#### [Objective]
Copy all the entries word for word, but omit the pictures.

[Records from a point labeling set]
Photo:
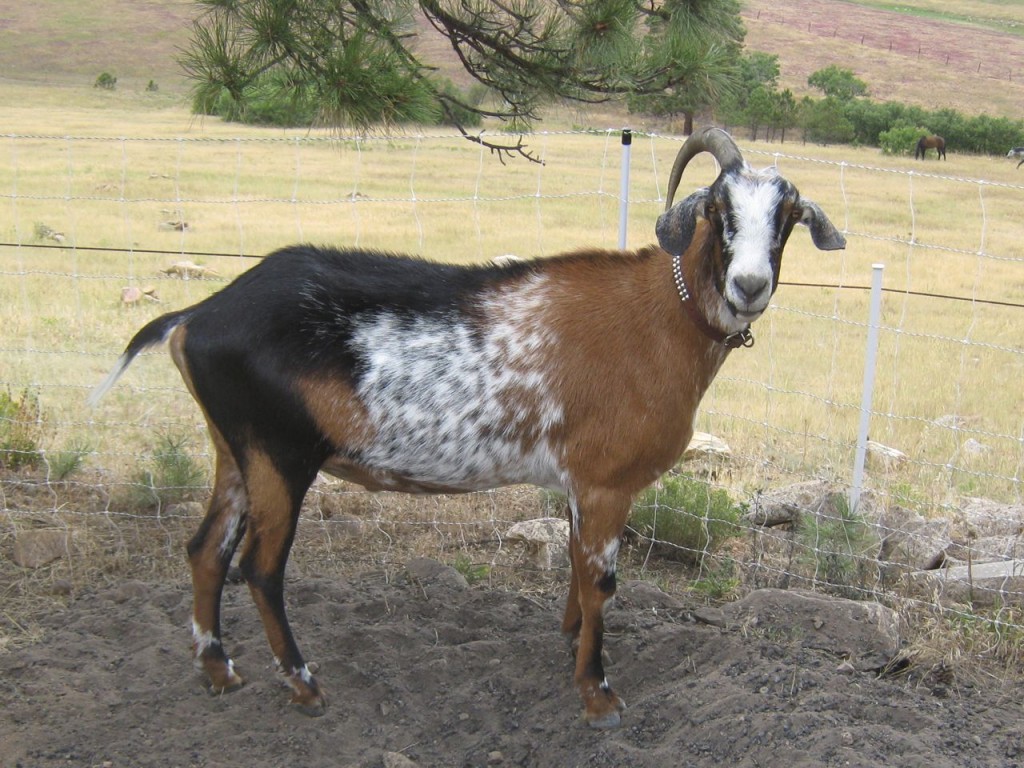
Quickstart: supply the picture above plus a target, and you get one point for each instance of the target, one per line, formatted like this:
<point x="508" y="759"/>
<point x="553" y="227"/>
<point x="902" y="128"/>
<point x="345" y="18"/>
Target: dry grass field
<point x="112" y="170"/>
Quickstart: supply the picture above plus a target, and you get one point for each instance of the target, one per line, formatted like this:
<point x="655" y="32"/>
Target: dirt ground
<point x="442" y="674"/>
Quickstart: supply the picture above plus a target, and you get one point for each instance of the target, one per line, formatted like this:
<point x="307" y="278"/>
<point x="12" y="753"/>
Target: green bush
<point x="20" y="430"/>
<point x="105" y="81"/>
<point x="840" y="549"/>
<point x="170" y="476"/>
<point x="686" y="517"/>
<point x="65" y="463"/>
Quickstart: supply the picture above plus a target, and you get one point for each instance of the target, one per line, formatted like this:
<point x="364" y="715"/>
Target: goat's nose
<point x="749" y="287"/>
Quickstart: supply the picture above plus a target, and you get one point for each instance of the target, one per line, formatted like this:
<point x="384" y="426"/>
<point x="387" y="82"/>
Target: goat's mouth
<point x="744" y="315"/>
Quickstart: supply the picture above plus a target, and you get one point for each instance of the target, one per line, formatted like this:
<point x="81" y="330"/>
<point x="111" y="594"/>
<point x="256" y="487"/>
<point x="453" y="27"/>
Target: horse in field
<point x="931" y="142"/>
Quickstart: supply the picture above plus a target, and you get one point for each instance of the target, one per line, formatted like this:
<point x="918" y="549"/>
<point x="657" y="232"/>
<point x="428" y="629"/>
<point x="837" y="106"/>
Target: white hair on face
<point x="754" y="202"/>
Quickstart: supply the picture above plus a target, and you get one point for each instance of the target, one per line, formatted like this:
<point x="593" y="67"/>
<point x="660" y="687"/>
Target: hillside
<point x="966" y="54"/>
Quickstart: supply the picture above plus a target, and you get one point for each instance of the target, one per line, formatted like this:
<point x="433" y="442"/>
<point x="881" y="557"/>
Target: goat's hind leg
<point x="275" y="496"/>
<point x="210" y="555"/>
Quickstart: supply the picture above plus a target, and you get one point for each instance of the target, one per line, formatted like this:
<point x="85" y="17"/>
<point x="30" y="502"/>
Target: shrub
<point x="686" y="517"/>
<point x="65" y="463"/>
<point x="105" y="81"/>
<point x="840" y="548"/>
<point x="20" y="430"/>
<point x="171" y="475"/>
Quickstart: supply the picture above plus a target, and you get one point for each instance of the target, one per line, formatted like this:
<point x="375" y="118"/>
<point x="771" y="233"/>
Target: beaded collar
<point x="739" y="339"/>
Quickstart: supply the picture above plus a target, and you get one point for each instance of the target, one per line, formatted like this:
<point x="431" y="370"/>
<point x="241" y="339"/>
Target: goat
<point x="930" y="142"/>
<point x="580" y="373"/>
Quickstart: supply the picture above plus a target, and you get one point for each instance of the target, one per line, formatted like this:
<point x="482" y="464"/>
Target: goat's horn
<point x="713" y="140"/>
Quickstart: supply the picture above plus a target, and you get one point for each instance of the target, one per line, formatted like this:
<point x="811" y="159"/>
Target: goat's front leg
<point x="598" y="521"/>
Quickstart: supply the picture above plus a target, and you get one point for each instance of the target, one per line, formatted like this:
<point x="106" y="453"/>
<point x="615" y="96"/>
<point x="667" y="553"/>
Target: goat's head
<point x="750" y="214"/>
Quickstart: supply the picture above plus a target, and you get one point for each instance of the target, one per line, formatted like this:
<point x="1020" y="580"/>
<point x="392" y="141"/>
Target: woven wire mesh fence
<point x="102" y="233"/>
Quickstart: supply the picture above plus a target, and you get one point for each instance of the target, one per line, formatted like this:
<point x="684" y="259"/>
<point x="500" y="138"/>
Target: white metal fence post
<point x="624" y="195"/>
<point x="870" y="360"/>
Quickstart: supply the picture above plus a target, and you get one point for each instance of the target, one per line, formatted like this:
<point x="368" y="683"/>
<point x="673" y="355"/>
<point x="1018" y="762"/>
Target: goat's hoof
<point x="221" y="676"/>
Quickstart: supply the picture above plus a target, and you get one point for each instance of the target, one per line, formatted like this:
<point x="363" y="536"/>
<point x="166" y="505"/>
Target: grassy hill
<point x="967" y="54"/>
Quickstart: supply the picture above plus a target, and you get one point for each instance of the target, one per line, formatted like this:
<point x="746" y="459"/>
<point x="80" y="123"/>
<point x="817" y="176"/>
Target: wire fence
<point x="102" y="233"/>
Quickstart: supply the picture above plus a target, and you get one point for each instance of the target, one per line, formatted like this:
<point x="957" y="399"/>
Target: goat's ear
<point x="825" y="237"/>
<point x="675" y="226"/>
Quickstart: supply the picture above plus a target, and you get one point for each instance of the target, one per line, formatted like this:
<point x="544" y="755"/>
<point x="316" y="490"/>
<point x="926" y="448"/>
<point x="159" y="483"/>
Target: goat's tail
<point x="153" y="333"/>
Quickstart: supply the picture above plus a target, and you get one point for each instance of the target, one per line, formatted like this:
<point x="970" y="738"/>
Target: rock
<point x="397" y="760"/>
<point x="866" y="634"/>
<point x="983" y="517"/>
<point x="884" y="458"/>
<point x="134" y="294"/>
<point x="787" y="505"/>
<point x="428" y="571"/>
<point x="36" y="548"/>
<point x="987" y="549"/>
<point x="506" y="259"/>
<point x="978" y="585"/>
<point x="546" y="539"/>
<point x="187" y="270"/>
<point x="911" y="541"/>
<point x="185" y="509"/>
<point x="707" y="445"/>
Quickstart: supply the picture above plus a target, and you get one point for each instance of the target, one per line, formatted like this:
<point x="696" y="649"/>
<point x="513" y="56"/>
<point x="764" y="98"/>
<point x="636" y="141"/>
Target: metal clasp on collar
<point x="739" y="339"/>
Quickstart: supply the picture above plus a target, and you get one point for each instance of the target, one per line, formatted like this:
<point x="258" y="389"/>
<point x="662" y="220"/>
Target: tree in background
<point x="839" y="83"/>
<point x="365" y="62"/>
<point x="756" y="101"/>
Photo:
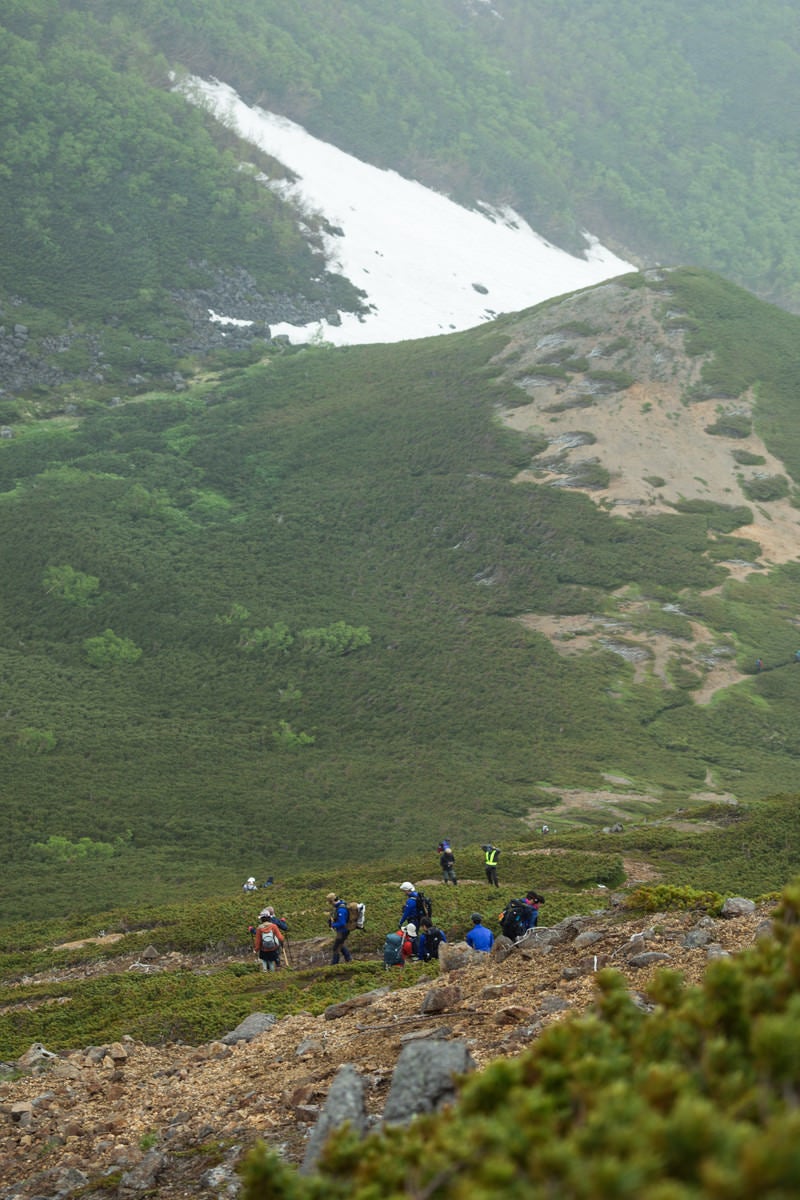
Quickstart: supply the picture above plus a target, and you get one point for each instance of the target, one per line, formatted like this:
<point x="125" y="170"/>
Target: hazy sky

#### [Right answer]
Photo:
Quickstart: supply the picture above plus a target, and you get one point for each instance of the target, one per line, formatted like this:
<point x="508" y="759"/>
<point x="553" y="227"/>
<point x="902" y="128"/>
<point x="345" y="18"/>
Target: dry grass field
<point x="112" y="170"/>
Quickstart: supply the picture above plus a target, and you get one point for each instance of the target, one per line, formatted like this:
<point x="655" y="32"/>
Target: dirt ground
<point x="442" y="674"/>
Quickstart: supply the picture above plus a target, and you get one point for each instance of the target, one per line, formatted like this:
<point x="307" y="278"/>
<point x="12" y="753"/>
Target: green bush
<point x="20" y="430"/>
<point x="105" y="81"/>
<point x="840" y="549"/>
<point x="170" y="476"/>
<point x="686" y="517"/>
<point x="65" y="463"/>
Quickstart: supply the picture above plus a target, and you get one point for each instance of the target, one per line, formatted like this:
<point x="364" y="715"/>
Target: goat's nose
<point x="749" y="287"/>
Quickstart: supply the picture above plus a target, and you get one point for each instance of the target, one per line, formatted like this:
<point x="384" y="426"/>
<point x="387" y="82"/>
Target: goat's mouth
<point x="744" y="315"/>
Quickstart: supply the picture above plus a target, and you get one point for each instance of the target, one per line, formatted like this:
<point x="81" y="330"/>
<point x="111" y="594"/>
<point x="256" y="487"/>
<point x="453" y="27"/>
Target: horse in field
<point x="931" y="142"/>
Quickstart: supply the picture above plus a target, and you get one point for each instance of the target, one per line, formatted like this:
<point x="918" y="549"/>
<point x="657" y="232"/>
<point x="428" y="629"/>
<point x="837" y="106"/>
Target: white hair on face
<point x="754" y="202"/>
Quickstart: supply the picture above plus a target, and you get one point for each instance of the target, one per line, formatted like this:
<point x="593" y="67"/>
<point x="660" y="687"/>
Target: hillside
<point x="966" y="54"/>
Quickstart: supply the picture above plus a target, and you get one point for each instance of the target, one per line, formatted like this:
<point x="433" y="442"/>
<point x="881" y="557"/>
Target: goat's hind leg
<point x="275" y="496"/>
<point x="210" y="555"/>
Quickstart: supply the picture above plus a target, and you get one point for each instance of the target, one per line, formatted like this:
<point x="85" y="17"/>
<point x="30" y="502"/>
Target: shrub
<point x="686" y="517"/>
<point x="65" y="463"/>
<point x="105" y="81"/>
<point x="840" y="548"/>
<point x="20" y="430"/>
<point x="171" y="475"/>
Quickstart: supply the picture above plus a target, and you get one point for each instance of the target, one per line, formatted like this:
<point x="375" y="118"/>
<point x="771" y="233"/>
Target: beaded collar
<point x="739" y="339"/>
Quickstart: supply the picture above plus a target, and you get one point for each instance of the target, one per line, formatted like this:
<point x="431" y="370"/>
<point x="241" y="339"/>
Target: goat
<point x="930" y="142"/>
<point x="580" y="373"/>
Quickstart: supply the picture above plus a target, and you get one point for each instance of the target, one per line, formatted like this:
<point x="482" y="464"/>
Target: goat's horn
<point x="713" y="140"/>
Quickstart: supply the picture above plus a target, and you get one point for each instance of the target, one per line, formatted like this:
<point x="811" y="159"/>
Target: goat's front leg
<point x="598" y="521"/>
Quickstart: supply the picture above plus a target, and you get one point for each instance of the target, one per line, formatted like this:
<point x="106" y="453"/>
<point x="615" y="96"/>
<point x="667" y="553"/>
Target: goat's head
<point x="750" y="214"/>
Quickstart: supply the picture above plus a target, and you get one point for each instance of the target, one per line, formatted like this:
<point x="1020" y="580"/>
<point x="392" y="141"/>
Target: woven wire mesh fence
<point x="102" y="233"/>
Quickstart: supply the picture above plus a target, and you get one point for each instance of the target, one per line, formatted like this:
<point x="684" y="259"/>
<point x="500" y="138"/>
Target: white metal fence post
<point x="624" y="195"/>
<point x="870" y="360"/>
Quickstart: supply the picture above plus a target, and you get one point for each instance of the target, one per line, formatted like this:
<point x="368" y="683"/>
<point x="673" y="355"/>
<point x="1018" y="762"/>
Target: goat's hoof
<point x="221" y="676"/>
Quickstart: supply the picture above plus a target, and you get one point for each instance of the target, one per line, formatted like this:
<point x="363" y="536"/>
<point x="166" y="505"/>
Target: grassy hill
<point x="967" y="54"/>
Quickstart: supply the picture above plus a target, and you get one point for each instance of the target, one per line, formatted like this:
<point x="746" y="459"/>
<point x="80" y="123"/>
<point x="817" y="176"/>
Target: wire fence
<point x="102" y="233"/>
Quickstart: supply the picture above plus a target, and you get one point for each instance of the target, one per line, formatted like this:
<point x="957" y="399"/>
Target: goat's ear
<point x="825" y="237"/>
<point x="675" y="226"/>
Quickstart: supply the picture above plus a target, and you get one point for each instance of the target, one per line, formatted like this:
<point x="544" y="755"/>
<point x="316" y="490"/>
<point x="926" y="448"/>
<point x="159" y="483"/>
Target: goat's tail
<point x="153" y="333"/>
Quickstart: supply the picture above plus a target, and you get one point for each instance of the target, one per line, formatted like this:
<point x="970" y="738"/>
Target: rock
<point x="397" y="760"/>
<point x="866" y="634"/>
<point x="983" y="517"/>
<point x="884" y="458"/>
<point x="134" y="294"/>
<point x="787" y="505"/>
<point x="428" y="571"/>
<point x="36" y="548"/>
<point x="987" y="549"/>
<point x="506" y="259"/>
<point x="978" y="585"/>
<point x="546" y="539"/>
<point x="187" y="270"/>
<point x="911" y="541"/>
<point x="185" y="509"/>
<point x="707" y="445"/>
Quickstart: supply the picture above plus a target, and you get one point for each instance of the target, one per line, formatted like this:
<point x="696" y="649"/>
<point x="513" y="56"/>
<point x="764" y="98"/>
<point x="636" y="141"/>
Target: metal clasp on collar
<point x="739" y="339"/>
Quickstart: supply the picture above plus a target, and you get one point for each instance of the target, one per line, formatted like this:
<point x="258" y="389"/>
<point x="662" y="220"/>
Target: tree in background
<point x="839" y="83"/>
<point x="365" y="62"/>
<point x="756" y="101"/>
Photo:
Quickstart: supply the picture above plus a target, and you get one point for each instance of the target, one per line, formatted like this:
<point x="125" y="170"/>
Target: hazy sky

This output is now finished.